Segment Start: Information

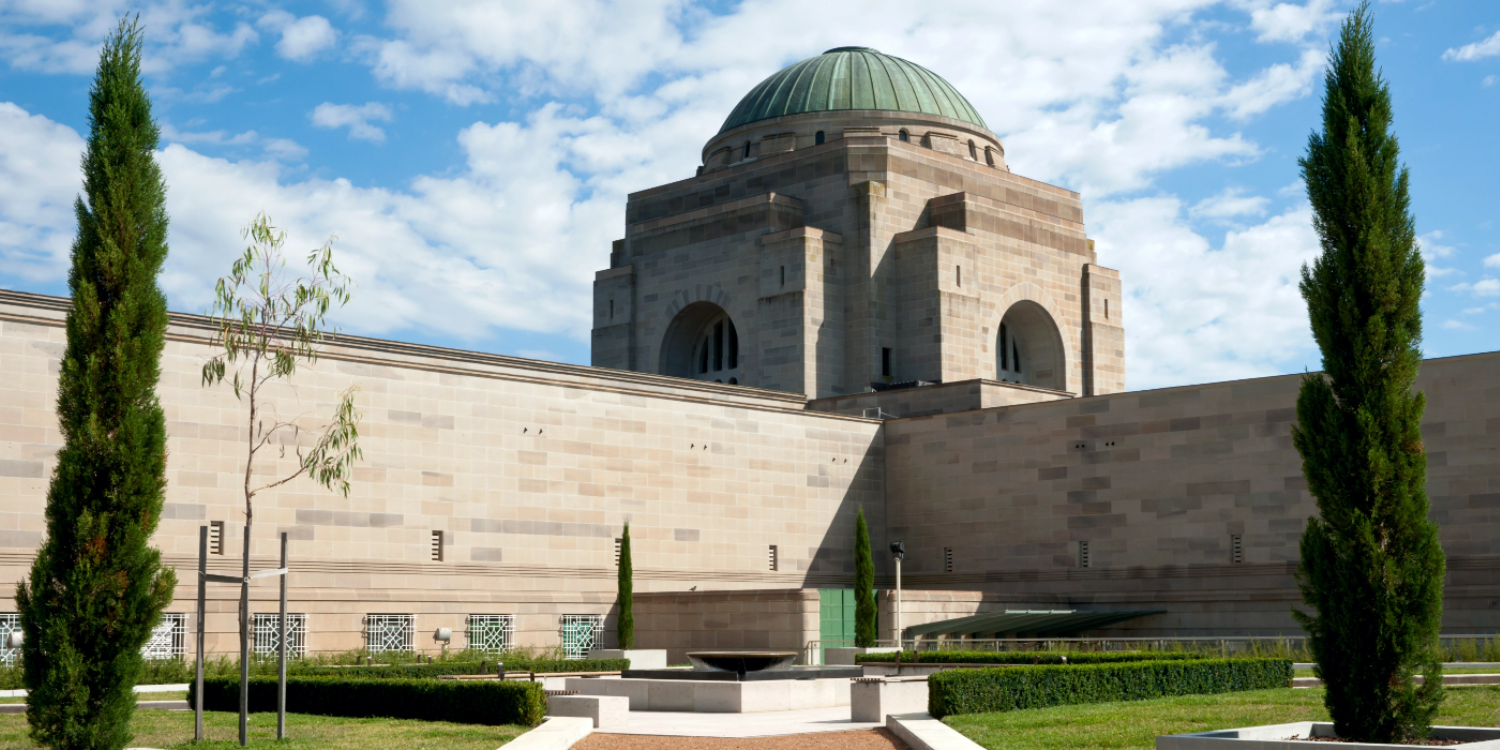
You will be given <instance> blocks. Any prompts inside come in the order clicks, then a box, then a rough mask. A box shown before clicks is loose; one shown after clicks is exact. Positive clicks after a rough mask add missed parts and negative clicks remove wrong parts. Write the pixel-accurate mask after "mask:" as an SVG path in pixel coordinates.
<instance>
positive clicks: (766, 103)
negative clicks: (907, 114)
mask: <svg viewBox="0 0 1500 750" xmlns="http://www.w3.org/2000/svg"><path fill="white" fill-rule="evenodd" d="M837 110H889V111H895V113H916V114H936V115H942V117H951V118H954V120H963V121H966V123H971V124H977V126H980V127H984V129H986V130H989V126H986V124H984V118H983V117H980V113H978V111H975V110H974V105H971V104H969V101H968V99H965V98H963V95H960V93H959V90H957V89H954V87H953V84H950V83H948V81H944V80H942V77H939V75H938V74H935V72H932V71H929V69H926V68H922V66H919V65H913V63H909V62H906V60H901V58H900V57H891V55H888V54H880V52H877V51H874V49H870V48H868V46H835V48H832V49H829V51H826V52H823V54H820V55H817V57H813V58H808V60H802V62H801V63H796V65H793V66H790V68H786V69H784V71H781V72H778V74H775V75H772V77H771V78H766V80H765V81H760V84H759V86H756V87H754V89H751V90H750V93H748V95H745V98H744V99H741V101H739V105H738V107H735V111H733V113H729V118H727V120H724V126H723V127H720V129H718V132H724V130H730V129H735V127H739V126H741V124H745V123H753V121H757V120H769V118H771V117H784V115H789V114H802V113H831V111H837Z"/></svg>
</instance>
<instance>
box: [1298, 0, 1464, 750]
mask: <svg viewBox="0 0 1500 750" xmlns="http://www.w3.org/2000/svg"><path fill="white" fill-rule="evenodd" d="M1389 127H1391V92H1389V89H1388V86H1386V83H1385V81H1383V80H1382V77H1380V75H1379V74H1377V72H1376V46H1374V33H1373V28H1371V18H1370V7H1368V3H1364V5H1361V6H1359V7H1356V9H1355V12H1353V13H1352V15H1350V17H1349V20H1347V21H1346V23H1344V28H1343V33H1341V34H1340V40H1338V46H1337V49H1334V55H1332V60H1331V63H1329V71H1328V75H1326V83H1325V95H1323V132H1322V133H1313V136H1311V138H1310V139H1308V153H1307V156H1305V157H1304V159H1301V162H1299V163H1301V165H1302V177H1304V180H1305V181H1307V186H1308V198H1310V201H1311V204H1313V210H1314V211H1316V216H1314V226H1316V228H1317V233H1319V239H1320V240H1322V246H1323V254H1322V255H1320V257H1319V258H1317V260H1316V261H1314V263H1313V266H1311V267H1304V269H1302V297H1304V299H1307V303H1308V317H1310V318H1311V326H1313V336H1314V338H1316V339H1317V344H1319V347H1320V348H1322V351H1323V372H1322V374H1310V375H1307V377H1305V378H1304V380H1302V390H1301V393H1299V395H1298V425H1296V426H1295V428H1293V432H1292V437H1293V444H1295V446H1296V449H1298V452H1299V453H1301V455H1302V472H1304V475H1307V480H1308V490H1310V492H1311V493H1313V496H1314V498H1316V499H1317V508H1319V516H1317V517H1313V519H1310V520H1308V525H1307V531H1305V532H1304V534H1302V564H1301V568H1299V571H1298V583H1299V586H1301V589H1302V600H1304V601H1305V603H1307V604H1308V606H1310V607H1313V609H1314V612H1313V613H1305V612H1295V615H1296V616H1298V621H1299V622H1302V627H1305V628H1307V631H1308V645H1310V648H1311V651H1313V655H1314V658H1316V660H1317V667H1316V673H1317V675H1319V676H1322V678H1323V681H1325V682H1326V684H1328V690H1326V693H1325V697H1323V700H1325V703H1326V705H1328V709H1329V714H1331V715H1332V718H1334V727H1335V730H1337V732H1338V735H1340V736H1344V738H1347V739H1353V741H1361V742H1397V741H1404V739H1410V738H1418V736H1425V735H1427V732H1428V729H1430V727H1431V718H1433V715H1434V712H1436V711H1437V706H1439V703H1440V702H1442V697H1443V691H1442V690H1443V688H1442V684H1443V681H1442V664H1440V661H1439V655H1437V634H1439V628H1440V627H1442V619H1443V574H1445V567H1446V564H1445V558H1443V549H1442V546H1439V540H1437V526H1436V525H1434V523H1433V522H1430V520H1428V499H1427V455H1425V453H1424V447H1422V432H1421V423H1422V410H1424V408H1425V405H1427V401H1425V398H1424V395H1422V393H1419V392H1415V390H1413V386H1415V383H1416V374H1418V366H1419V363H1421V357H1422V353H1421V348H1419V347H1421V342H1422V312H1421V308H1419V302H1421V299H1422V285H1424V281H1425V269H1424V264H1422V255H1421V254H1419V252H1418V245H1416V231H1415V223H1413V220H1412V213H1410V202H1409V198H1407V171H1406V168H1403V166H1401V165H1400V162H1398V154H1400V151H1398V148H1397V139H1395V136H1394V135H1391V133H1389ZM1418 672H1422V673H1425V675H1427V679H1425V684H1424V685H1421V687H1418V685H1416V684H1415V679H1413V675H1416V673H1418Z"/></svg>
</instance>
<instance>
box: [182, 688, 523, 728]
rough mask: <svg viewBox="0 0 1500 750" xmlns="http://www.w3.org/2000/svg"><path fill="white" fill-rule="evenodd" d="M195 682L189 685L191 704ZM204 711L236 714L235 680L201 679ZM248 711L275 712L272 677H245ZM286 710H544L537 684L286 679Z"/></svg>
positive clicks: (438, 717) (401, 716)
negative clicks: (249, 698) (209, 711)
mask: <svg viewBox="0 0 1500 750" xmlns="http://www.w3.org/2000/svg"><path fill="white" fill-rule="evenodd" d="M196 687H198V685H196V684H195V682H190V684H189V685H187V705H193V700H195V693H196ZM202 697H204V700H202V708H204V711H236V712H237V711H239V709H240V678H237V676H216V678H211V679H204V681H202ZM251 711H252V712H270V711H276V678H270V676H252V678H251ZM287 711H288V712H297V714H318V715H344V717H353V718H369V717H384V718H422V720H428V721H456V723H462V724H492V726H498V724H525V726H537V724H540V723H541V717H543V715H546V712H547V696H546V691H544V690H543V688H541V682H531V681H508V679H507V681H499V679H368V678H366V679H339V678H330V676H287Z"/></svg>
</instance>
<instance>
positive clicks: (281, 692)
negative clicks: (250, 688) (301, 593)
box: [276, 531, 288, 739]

Segment End: Information
Segment Start: Information

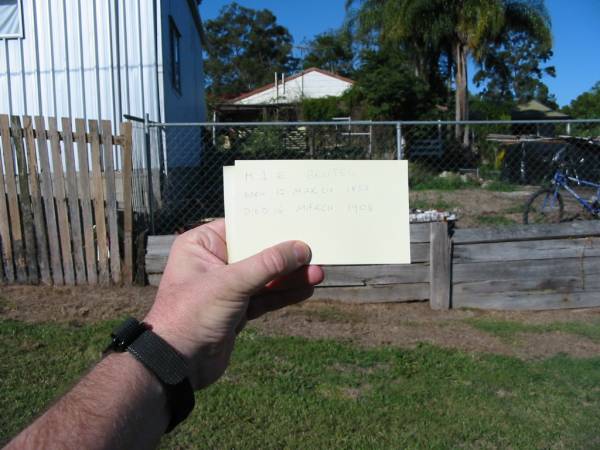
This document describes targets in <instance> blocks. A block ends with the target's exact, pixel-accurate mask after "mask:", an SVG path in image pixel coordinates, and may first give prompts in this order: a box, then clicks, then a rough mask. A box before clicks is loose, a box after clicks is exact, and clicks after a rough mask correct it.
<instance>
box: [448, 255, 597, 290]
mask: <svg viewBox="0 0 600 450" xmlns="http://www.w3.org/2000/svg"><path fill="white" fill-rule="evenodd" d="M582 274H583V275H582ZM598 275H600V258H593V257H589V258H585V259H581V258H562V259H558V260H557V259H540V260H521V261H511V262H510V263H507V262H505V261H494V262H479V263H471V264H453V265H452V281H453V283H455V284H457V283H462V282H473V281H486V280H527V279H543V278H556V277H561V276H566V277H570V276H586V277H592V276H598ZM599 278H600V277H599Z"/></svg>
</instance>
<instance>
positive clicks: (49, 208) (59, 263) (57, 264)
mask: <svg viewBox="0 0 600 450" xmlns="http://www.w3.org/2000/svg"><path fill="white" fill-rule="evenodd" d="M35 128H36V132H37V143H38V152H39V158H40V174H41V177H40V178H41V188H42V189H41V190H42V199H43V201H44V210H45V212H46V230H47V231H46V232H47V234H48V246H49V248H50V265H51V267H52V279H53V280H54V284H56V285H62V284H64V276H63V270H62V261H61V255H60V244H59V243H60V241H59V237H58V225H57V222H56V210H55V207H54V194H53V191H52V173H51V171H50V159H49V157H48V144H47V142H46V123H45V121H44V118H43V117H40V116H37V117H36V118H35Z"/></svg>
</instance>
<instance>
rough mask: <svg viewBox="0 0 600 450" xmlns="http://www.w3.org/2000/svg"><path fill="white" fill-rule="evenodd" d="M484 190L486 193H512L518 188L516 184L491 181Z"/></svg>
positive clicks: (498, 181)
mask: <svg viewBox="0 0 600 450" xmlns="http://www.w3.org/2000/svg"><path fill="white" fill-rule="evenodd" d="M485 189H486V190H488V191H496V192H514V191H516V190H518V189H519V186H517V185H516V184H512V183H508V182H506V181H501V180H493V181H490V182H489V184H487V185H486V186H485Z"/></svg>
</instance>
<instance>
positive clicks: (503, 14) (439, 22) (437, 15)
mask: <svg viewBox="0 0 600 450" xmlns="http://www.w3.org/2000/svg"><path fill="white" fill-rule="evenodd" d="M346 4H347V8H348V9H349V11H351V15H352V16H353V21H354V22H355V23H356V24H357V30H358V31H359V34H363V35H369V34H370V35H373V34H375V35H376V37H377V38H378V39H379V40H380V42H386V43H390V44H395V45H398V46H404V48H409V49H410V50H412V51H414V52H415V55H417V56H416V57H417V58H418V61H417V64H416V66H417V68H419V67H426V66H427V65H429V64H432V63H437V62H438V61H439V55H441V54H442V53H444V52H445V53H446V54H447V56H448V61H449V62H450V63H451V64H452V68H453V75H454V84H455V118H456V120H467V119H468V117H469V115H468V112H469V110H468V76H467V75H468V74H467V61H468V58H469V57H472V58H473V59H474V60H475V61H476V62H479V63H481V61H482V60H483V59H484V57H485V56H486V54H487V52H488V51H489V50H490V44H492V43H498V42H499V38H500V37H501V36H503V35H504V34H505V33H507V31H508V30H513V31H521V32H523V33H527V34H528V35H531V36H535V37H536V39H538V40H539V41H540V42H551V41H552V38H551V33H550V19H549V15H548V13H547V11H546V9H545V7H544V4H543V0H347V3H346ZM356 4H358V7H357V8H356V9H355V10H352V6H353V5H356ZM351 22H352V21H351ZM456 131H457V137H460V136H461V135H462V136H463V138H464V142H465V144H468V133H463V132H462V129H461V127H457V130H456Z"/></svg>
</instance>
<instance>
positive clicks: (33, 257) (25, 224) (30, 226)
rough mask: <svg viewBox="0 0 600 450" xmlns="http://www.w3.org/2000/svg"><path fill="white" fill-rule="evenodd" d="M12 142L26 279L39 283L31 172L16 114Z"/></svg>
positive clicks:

Segment End: Information
Segment Start: Information

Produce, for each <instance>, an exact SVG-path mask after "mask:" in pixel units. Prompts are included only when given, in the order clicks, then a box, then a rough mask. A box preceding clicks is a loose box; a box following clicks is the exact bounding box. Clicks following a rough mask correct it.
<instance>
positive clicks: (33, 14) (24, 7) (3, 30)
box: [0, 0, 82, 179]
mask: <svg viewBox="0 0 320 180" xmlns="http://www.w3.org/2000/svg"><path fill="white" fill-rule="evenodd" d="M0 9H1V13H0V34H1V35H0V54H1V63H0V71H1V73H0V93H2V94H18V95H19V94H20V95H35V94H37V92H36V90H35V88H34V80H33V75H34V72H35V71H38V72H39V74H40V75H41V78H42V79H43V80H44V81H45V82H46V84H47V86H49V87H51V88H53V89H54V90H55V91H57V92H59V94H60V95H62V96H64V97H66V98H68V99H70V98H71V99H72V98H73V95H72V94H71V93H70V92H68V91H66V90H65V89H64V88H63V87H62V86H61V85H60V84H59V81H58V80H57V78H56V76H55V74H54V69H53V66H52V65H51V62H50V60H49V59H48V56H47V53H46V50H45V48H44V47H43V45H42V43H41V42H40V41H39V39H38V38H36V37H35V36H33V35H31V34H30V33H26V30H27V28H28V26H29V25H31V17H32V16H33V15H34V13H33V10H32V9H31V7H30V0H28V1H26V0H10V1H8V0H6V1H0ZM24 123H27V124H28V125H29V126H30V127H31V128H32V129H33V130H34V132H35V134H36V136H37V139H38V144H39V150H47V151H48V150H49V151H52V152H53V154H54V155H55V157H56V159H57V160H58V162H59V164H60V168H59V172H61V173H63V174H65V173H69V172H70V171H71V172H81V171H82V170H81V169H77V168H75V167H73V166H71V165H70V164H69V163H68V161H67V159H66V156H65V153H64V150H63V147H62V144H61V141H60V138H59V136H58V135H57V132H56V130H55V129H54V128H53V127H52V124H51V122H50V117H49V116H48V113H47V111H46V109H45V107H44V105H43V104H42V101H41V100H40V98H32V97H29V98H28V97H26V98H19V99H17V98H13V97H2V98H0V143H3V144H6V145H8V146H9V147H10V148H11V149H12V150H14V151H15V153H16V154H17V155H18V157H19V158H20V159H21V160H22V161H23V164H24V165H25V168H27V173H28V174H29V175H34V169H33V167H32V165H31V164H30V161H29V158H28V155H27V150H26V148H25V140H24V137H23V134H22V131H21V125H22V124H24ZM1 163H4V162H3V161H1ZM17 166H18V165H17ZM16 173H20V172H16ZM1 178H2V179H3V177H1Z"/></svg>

Segment End: Information

* Brief
Copy out every line above where "correct" is present.

* Task solution
This document describes targets in <instance> blocks. A block ends with the target's exact, pixel-accurate mask after "mask:", an SVG path in image pixel coordinates, and may first give prompts in this order: a box, then clicks, then a rough mask. A box before clicks is loose, a box after clicks is exact, and clicks after a rough mask correct it.
Produce, for each <instance>, an exact SVG-path mask after "mask:" in pixel units. Prompts are included only when given, in the order clicks, then a box, then a rough mask. A box preceding clicks is a loose box; a box following clicks is the exact bounding box. Clicks following a rough mask correct it.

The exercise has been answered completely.